===== SELECTED EXTRACT

Early this week, state media reported that China would
amend its criminal law to give the government more
power to crack down on terrorism.
The amendment was formulated "to deal more harshly
with criminal acts of terrorists, for the protection
of national security, social order and safeguard of
safety of people's lives and property," senior
lawmakers were told.
While backing the global anti-terrorism campaign,
Beijing has been criticized for using the
international climate as an excuse to try to crush
Muslim and ethnic separatists, especially those among
the Turkic-speaking Uighurs in western Xinjiang
province.
Less than five months ago, a Han Chinese policeman in
Kucha died after a hand-grenade attack said to have
been carried out by the East Turkestan Freedom
Fighters Organization, one of many underground groups
in Xinjiang that attacked police stations and public
facilities during the mid-1990s.
Armed Uighur bands are also active in former Soviet
republics west of Xinjiang, which comprises a
strategic region bordering Kazakhstan, Kyrgystan,
Tajikistan, Mongolia, Afghanistan, Pakistan and India,
as well as three other provinces of modern China:
Gansu, Qinghai and Tibet.

==========
===== ITEMS

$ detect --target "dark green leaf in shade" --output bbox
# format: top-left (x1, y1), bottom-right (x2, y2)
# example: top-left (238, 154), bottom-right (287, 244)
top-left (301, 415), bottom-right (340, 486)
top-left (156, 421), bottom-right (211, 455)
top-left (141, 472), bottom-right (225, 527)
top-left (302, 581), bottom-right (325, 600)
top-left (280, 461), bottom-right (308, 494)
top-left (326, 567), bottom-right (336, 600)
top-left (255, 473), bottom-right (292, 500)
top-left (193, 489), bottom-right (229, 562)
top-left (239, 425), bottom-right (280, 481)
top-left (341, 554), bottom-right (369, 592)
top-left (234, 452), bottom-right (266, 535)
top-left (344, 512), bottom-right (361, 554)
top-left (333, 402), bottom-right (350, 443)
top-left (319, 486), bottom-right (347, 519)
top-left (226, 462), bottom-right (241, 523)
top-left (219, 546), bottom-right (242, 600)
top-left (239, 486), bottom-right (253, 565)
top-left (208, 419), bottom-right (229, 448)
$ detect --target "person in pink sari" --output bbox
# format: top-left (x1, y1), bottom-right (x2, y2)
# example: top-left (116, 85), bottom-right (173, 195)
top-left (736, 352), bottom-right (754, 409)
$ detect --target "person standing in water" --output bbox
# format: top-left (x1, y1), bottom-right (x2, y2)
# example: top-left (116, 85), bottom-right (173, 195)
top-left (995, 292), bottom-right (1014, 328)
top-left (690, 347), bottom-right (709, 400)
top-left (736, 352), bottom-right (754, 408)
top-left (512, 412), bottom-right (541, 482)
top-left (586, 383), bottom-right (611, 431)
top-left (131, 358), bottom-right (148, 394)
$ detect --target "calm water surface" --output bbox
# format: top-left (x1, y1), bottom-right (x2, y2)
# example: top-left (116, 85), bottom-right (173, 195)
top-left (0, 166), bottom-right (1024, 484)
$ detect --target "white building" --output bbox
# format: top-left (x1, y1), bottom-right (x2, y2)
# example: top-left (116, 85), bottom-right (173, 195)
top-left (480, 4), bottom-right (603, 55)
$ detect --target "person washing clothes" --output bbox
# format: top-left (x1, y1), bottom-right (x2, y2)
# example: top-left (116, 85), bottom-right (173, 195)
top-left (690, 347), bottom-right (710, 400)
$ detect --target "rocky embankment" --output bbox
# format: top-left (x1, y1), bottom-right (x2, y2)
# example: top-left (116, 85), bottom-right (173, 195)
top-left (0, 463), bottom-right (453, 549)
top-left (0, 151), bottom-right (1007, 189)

==========

→ WHAT TO WORK ON:
Revise the news excerpt's passage starting at "Less than five" and ending at "during the mid-1990s.", and give it again with "hand-grenade" replaced by "bomb". Draw solely on the news excerpt for the work that follows.

→ EXPECTED ANSWER:
Less than five months ago, a Han Chinese policeman in
Kucha died after a bomb attack said to have
been carried out by the East Turkestan Freedom
Fighters Organization, one of many underground groups
in Xinjiang that attacked police stations and public
facilities during the mid-1990s.